- What you are asked to do: Please copy out the data below word for word, starting with its first line and going on through the line that contains "x=173, y=47". Include both of those lines.

(Photo object pointing records)
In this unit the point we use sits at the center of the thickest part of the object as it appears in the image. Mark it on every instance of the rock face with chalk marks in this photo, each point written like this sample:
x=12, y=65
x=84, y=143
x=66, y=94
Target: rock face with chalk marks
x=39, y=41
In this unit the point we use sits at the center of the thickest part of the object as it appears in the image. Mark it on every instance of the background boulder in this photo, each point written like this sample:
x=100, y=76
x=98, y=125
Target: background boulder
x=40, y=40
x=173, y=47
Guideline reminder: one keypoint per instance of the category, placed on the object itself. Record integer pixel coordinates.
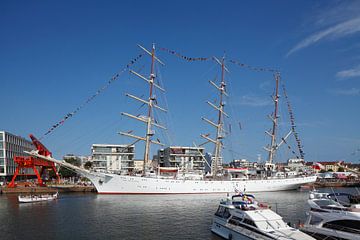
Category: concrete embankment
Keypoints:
(48, 189)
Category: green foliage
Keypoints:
(88, 165)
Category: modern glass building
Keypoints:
(10, 146)
(189, 158)
(113, 158)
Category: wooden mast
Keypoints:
(151, 103)
(274, 118)
(217, 160)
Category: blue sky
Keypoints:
(56, 54)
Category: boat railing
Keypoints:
(341, 228)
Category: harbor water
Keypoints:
(93, 216)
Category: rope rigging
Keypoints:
(293, 126)
(91, 98)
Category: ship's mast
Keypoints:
(151, 103)
(273, 146)
(220, 133)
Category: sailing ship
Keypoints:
(151, 183)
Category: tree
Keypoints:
(88, 165)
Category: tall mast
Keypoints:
(151, 103)
(274, 119)
(274, 146)
(220, 134)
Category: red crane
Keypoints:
(34, 163)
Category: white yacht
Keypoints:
(328, 219)
(242, 217)
(37, 198)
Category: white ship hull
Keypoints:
(117, 184)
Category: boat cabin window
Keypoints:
(326, 202)
(235, 220)
(277, 224)
(314, 220)
(249, 222)
(352, 226)
(262, 225)
(223, 212)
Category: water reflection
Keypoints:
(92, 216)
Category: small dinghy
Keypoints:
(37, 197)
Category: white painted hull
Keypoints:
(117, 184)
(37, 198)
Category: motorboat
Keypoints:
(346, 199)
(37, 197)
(328, 219)
(242, 217)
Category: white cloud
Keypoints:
(349, 73)
(348, 92)
(338, 31)
(254, 101)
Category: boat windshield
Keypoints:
(327, 202)
(273, 224)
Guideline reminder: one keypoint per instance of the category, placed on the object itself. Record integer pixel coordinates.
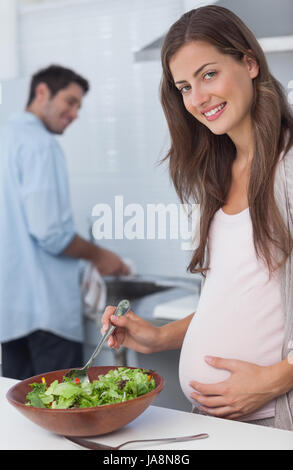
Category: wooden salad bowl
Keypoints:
(82, 421)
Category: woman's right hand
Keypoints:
(131, 331)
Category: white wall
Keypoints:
(8, 39)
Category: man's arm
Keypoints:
(107, 262)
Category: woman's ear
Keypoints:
(251, 64)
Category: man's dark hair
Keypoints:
(56, 78)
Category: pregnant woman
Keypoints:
(231, 133)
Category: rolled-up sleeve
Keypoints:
(46, 198)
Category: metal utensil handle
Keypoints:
(167, 439)
(121, 309)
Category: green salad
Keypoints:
(116, 386)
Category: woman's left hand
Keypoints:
(247, 389)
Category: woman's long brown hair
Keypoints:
(200, 162)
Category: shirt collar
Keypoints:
(27, 116)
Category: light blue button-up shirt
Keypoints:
(39, 287)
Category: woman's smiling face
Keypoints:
(216, 88)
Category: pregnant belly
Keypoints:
(228, 339)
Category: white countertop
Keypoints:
(19, 433)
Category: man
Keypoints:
(40, 298)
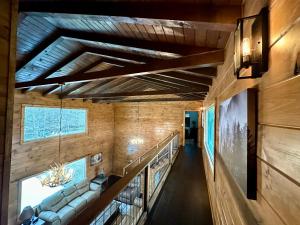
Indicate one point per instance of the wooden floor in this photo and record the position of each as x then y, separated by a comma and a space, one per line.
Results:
184, 197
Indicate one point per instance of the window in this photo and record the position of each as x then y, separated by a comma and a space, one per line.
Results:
209, 132
33, 193
44, 122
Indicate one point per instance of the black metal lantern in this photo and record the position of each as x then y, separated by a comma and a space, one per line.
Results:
251, 46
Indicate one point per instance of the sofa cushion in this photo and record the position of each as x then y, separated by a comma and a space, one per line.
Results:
70, 193
82, 187
49, 216
78, 204
95, 187
54, 202
66, 214
90, 195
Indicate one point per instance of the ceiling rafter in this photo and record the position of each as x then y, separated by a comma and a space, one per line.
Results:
207, 59
57, 37
182, 82
85, 69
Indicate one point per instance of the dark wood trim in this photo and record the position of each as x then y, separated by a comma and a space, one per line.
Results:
148, 100
141, 93
198, 60
8, 24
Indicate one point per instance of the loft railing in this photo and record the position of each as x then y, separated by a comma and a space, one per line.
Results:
147, 153
129, 199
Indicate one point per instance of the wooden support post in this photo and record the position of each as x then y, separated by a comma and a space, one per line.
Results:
8, 22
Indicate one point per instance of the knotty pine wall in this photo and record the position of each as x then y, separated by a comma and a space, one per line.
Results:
156, 121
34, 157
278, 152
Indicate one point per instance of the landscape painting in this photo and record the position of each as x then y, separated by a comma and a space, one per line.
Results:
237, 139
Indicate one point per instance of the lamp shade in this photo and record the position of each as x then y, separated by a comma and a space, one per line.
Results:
26, 214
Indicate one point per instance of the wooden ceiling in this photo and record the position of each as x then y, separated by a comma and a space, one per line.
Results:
122, 51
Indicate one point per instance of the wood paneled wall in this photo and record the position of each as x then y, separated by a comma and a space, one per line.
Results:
34, 157
8, 17
156, 122
278, 152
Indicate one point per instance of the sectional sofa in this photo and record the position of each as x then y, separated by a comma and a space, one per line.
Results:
61, 207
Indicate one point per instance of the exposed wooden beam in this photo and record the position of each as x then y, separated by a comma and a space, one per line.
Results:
208, 71
149, 100
127, 94
174, 15
45, 46
85, 69
159, 66
176, 49
157, 83
57, 67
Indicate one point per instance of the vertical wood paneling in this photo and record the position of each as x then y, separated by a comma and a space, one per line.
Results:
8, 22
151, 121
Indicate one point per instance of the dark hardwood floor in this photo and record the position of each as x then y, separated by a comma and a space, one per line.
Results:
184, 197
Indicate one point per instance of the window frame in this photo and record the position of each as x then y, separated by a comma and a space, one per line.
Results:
19, 200
211, 160
22, 141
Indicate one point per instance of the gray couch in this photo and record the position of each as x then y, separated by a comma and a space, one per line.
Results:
61, 207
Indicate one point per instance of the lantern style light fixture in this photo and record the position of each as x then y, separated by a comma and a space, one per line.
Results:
251, 42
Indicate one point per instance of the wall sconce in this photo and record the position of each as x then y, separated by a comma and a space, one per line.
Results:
252, 45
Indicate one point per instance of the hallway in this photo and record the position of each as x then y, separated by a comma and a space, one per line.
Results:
184, 198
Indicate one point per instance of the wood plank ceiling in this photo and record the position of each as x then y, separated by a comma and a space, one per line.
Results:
122, 51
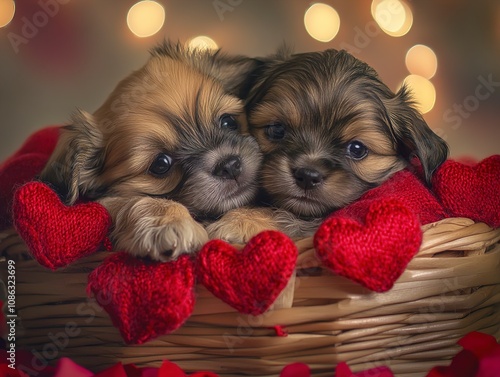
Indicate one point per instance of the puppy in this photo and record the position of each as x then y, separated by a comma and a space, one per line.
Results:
330, 130
164, 153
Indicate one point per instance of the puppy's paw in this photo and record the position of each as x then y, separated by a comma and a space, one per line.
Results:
156, 228
177, 236
239, 225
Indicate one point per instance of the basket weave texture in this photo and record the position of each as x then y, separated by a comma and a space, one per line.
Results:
450, 288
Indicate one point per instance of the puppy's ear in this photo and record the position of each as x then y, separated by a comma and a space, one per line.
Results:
413, 135
75, 163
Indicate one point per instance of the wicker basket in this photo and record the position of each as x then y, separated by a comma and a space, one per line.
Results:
450, 288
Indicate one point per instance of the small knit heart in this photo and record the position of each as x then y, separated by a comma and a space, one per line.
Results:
374, 253
56, 234
249, 280
14, 173
23, 166
470, 191
144, 299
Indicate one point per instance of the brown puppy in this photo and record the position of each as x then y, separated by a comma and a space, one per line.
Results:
163, 153
330, 130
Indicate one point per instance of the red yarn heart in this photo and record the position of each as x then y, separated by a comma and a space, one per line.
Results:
375, 253
251, 279
144, 299
56, 234
470, 191
23, 166
14, 173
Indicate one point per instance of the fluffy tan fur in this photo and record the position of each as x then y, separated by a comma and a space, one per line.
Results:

- Exercise result:
In this unit the point we use sits at the center of the thickest part of the object as it appears in the image. Mark it on every instance of the rock face with chalk marks in this photo, each point written like this sample:
x=12, y=65
x=84, y=143
x=66, y=94
Target: rock face with chalk marks
x=39, y=41
In this unit the point we use sits at the center of the thickest part of the object as it appears in the image. Mark it on every instance of the background boulder in this photo, each point written like this sample:
x=100, y=76
x=98, y=125
Target: background boulder
x=40, y=40
x=173, y=47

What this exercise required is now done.